EXERCISES TO COMPLETE.
a. In the article below on the new ERC Chairman, whom did Jose Vicente Salazar replace?
b. Carry on the article about the new ERC Chairman, starting after its last sentence.

EXTRACT TO READ.
• • •

New ERC Chairman is an Upgrade. He Deserves a Chance

by David Celestra Tan, MSK

Weeks before he was officially appointed by President Pnoy as ERC Chairman to replace ex-Pampanga Congresswoman Zenaida C. Ducut, lawyer Jose Vicente Salazar was already being questioned for his lack of energy industry knowledge and therefore will be needing a “long learning curve”. He allegedly worked as a consultant for the Aboitiz group. It was implied also that he was involved in some kind of irregularity at the Department of Justice.

Well, allow us to express our take on how this appointment could affect the power industry and the consumers, especially those in the Meralco area.

From news accounts, the new ERC Chairman has an electrical engineering degree from UP and a lawyer. He also has a Masters Degree in Public Administration from Harvard University. More important to MSK, It appears he is not a politician for a change.

• • •

DATASET ROWS.
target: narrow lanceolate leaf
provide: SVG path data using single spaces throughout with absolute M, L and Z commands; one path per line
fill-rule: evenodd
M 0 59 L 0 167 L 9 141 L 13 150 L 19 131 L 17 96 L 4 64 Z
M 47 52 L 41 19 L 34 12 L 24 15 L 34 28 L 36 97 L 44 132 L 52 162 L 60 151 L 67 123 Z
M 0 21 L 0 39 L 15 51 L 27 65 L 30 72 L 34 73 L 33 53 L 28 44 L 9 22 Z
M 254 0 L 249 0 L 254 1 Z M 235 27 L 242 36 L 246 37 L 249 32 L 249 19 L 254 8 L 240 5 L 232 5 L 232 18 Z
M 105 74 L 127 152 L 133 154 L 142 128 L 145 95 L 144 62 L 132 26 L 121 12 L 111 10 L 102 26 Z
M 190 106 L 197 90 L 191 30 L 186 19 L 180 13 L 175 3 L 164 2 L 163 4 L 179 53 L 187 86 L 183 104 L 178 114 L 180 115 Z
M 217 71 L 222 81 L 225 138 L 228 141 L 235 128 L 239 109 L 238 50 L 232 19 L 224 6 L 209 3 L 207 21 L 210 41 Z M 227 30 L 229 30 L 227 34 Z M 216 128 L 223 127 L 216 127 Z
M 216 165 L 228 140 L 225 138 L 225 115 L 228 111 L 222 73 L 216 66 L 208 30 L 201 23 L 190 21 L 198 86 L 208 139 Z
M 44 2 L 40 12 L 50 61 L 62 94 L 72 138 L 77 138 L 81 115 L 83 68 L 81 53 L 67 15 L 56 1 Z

• • •

RESPONSES TO THE EXERCISE.
a. Ex-Pampanga Congresswoman Zenaida C. Ducut.

b.
Wow. What an upgrade from the previous appointees. For that matter the current composition of the ERC Commission as a whole is an upgrade from the class of 2002 to 2014 of PGMA appointees. Nothing personal, but the consumers did terribly under those commissioners as they gave in to most of what Meralco wanted to change in our rate making methodologies. Somehow the three politician Chairs of ERC under PGMA appeared to have mindsets that did not translate to “consumer first” regulation and the “public interest” mandate of the ERC.

On top of his educational credentials, the new ERC Chair apparently had served on the board of PSALM and represented the DOJ on energy related tasks. We expect he is also a Meralco consumer, probably an important real life experience needed by him to have the right perspective. We mean this guy is not clueless as being implied by early detractors and should not need to struggle through a “long learning curve” in the critical issues facing the ERC, the RCOA and RES rules included.

Part of that is the solid group of Commissioners that is already in place.

It is political season and it is no longer in vogue to heap praises on President PNoy but credit must be given where it is due. In our book one of the best things President Pnoy quietly had done was putting in better people at the ERC. The appointment of Commissioners Non and Taruc, which ironically went unnoticed by the media, was a stroke of genius, a great patriotic step towards infusing a regulatory soul into an agency that had lost its way, and a big testimony of this President’s commitment for going “matuwid” in governance. The subsequent appointment of ex DOE undersecretary Josefina Magpale-Asirit was similarly an upgrade in industry knowledge. She brought in energy policy making perspective into the ERC.

“Long Learning Curve”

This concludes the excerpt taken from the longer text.